*Objective:*
Convert every line of the listing below into a Markdown table with the columns Row and Line, numbering the rows and omitting blank lines.
## BEGIN Given data
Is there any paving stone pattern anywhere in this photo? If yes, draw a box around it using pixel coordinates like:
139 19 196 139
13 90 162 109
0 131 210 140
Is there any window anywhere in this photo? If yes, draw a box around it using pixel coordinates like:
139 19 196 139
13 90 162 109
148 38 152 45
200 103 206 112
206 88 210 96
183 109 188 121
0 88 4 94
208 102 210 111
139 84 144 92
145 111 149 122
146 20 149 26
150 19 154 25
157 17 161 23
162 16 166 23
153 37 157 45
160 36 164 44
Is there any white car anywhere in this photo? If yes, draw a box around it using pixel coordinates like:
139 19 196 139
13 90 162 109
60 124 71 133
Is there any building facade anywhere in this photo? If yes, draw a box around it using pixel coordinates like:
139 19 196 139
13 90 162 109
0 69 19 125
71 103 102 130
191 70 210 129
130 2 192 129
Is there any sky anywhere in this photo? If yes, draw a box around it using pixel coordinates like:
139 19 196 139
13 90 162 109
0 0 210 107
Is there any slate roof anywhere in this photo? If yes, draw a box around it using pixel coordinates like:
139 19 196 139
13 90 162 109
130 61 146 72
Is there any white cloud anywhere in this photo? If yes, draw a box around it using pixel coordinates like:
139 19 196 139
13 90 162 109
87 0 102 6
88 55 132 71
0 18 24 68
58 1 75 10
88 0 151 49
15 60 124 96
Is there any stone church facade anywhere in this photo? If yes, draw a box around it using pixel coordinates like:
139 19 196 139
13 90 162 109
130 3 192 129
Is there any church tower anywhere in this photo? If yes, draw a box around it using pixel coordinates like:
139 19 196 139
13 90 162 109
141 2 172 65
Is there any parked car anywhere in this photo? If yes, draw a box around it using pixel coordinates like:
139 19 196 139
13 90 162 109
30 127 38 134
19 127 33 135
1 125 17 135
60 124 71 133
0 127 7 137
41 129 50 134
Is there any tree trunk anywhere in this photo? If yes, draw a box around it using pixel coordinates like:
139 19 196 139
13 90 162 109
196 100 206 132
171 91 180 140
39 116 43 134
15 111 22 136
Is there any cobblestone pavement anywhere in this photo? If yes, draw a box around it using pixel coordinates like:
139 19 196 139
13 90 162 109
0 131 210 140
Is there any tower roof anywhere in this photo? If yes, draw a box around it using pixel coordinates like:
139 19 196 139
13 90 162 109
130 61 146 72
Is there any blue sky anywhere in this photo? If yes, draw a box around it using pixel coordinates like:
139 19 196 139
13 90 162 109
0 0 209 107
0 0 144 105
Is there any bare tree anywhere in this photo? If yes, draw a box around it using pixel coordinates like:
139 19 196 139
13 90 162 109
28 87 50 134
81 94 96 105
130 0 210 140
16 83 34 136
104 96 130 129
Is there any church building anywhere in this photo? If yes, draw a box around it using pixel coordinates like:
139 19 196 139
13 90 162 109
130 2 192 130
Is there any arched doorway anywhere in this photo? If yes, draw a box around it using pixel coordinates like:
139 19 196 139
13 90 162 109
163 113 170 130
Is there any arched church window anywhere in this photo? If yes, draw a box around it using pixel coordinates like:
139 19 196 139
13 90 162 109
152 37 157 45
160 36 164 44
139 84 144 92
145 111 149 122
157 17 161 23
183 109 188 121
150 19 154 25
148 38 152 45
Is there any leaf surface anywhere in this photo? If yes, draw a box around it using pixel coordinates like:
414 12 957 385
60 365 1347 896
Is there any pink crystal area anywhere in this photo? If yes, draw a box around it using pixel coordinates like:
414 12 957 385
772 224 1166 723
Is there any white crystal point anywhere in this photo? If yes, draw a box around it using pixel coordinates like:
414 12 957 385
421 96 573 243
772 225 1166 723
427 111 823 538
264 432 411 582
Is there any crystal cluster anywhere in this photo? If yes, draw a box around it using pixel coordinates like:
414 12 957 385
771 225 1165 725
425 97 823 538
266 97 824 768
## END Given data
*Answer:*
| Row | Line |
|---|---|
| 1 | Is there any paving stone pattern anywhere in this photo? If yes, draw a box around it using pixel coordinates like: |
| 2 | 139 19 196 139 |
| 3 | 13 90 162 109 |
| 4 | 0 131 210 140 |
| 5 | Is there any window anywhere in this photo? If yes, draw a box around it using pixel coordinates like: |
| 6 | 139 19 196 139 |
| 7 | 13 90 162 109 |
| 8 | 148 38 152 45 |
| 9 | 200 103 206 112 |
| 10 | 206 88 210 96 |
| 11 | 183 109 188 121 |
| 12 | 0 88 4 94 |
| 13 | 208 102 210 111 |
| 14 | 139 84 144 92 |
| 15 | 145 111 149 122 |
| 16 | 146 20 149 26 |
| 17 | 150 19 154 25 |
| 18 | 157 17 161 23 |
| 19 | 162 16 166 23 |
| 20 | 153 37 157 45 |
| 21 | 160 36 164 44 |
| 22 | Is there any white car anywhere in this photo? If yes, draw a box around it using pixel coordinates like: |
| 23 | 139 19 196 139 |
| 24 | 13 90 162 109 |
| 25 | 60 124 71 133 |
| 26 | Is there any building facade anywhere in this photo? If yes, draw a box around it using pixel coordinates like: |
| 27 | 139 19 196 139 |
| 28 | 13 90 162 109 |
| 29 | 0 69 19 125 |
| 30 | 71 103 102 130 |
| 31 | 191 70 210 129 |
| 32 | 130 2 192 129 |
| 33 | Is there any sky anywhere in this photo? If yes, draw a box around it using pixel coordinates like: |
| 34 | 139 19 196 139 |
| 35 | 13 90 162 109 |
| 36 | 0 0 210 107 |
| 37 | Is there any slate roof anywhere in this photo? If yes, draw a box around it using pixel coordinates like: |
| 38 | 139 19 196 139 |
| 39 | 13 90 162 109 |
| 40 | 130 61 146 72 |
| 41 | Is there any white cloud anywhere in this photo? If yes, draw a box around it using pixel coordinates like: |
| 42 | 139 19 196 139 |
| 43 | 13 90 162 109 |
| 44 | 87 0 102 6 |
| 45 | 88 55 132 71 |
| 46 | 0 18 24 68 |
| 47 | 58 1 75 10 |
| 48 | 88 0 151 49 |
| 49 | 15 60 124 96 |
| 50 | Is there any stone church facade anywhere in this photo? If yes, draw a box around it using pixel coordinates like: |
| 51 | 139 19 196 139 |
| 52 | 13 90 162 109 |
| 53 | 130 3 192 129 |
| 54 | Is there any church tower anywhere in this photo? If yes, draw a box around it using pixel coordinates like: |
| 55 | 139 19 196 139 |
| 56 | 13 90 162 109 |
| 57 | 141 2 172 65 |
| 58 | Is there any parked car anywhere in this photo? If yes, draw a box around it using pixel coordinates like: |
| 59 | 139 19 196 139 |
| 60 | 13 90 162 109 |
| 61 | 30 127 38 134 |
| 62 | 19 127 33 135 |
| 63 | 1 125 17 135 |
| 64 | 60 124 71 133 |
| 65 | 0 127 7 137 |
| 66 | 41 129 50 134 |
| 67 | Is there any tree trunk anywhere in this photo? If yes, draw a box around it using pixel coordinates like: |
| 68 | 139 19 196 139 |
| 69 | 13 90 162 109 |
| 70 | 196 100 206 132 |
| 71 | 171 91 180 140 |
| 72 | 39 116 43 134 |
| 73 | 15 111 22 136 |
| 74 | Is there any cobblestone pavement anywhere in this photo? If yes, draw a box around it using pixel coordinates like: |
| 75 | 139 19 196 139 |
| 76 | 13 90 162 109 |
| 77 | 0 131 210 140 |
| 78 | Is there any tower roof anywhere in this photo? If yes, draw a box around it using pixel coordinates like: |
| 79 | 139 19 196 139 |
| 80 | 13 90 162 109 |
| 81 | 130 61 146 72 |
| 82 | Is there any blue sky anywhere in this photo? If yes, draw a box around it using pixel coordinates like: |
| 83 | 139 19 196 139 |
| 84 | 13 90 162 109 |
| 85 | 0 0 209 107 |
| 86 | 0 0 144 105 |
| 87 | Is there any bare tree anywhere in this photo? If yes, draw a box around it using pixel coordinates like: |
| 88 | 139 19 196 139 |
| 89 | 13 90 162 109 |
| 90 | 28 87 50 134 |
| 91 | 81 94 96 105 |
| 92 | 130 0 210 140 |
| 93 | 16 83 34 136 |
| 94 | 104 96 130 129 |
| 95 | Is there any church building anywhere in this photo? If yes, draw a box around it using pixel coordinates like: |
| 96 | 139 19 196 139 |
| 97 | 13 90 162 109 |
| 98 | 130 2 192 130 |
| 99 | Is there any arched doorway anywhere in this photo? If yes, draw a box around it using pixel coordinates like: |
| 100 | 139 19 196 139 |
| 101 | 13 90 162 109 |
| 102 | 163 113 170 130 |
| 103 | Is there any arched church window anywhere in this photo? If yes, draw a box around it using pixel coordinates like: |
| 104 | 139 19 196 139 |
| 105 | 13 90 162 109 |
| 106 | 152 37 157 45 |
| 107 | 160 36 164 44 |
| 108 | 139 84 144 92 |
| 109 | 145 111 149 122 |
| 110 | 157 17 161 23 |
| 111 | 183 109 188 121 |
| 112 | 150 19 154 25 |
| 113 | 148 38 152 45 |
| 114 | Is there any leaf surface anywhere in this photo? If yes, draw a box around it using pixel coordinates like: |
| 115 | 414 12 957 385 |
| 116 | 60 365 1347 896 |
| 117 | Is there any pink crystal area anywhere in this photo? If yes, draw a box around it using pixel coordinates like: |
| 118 | 414 12 957 385 |
| 119 | 772 224 1166 723 |
| 120 | Is there any white crystal point anywhere in this photo? If yes, draw a box around it using pixel coordinates like: |
| 121 | 414 12 957 385 |
| 122 | 421 96 573 243 |
| 123 | 772 225 1166 723 |
| 124 | 427 111 823 538 |
| 125 | 264 432 411 582 |
| 126 | Is there any crystal cluster anywhere in this photo? If yes, draw a box around it using pixel coordinates like: |
| 127 | 414 12 957 385 |
| 128 | 771 225 1165 725 |
| 129 | 425 97 823 538 |
| 130 | 266 97 824 768 |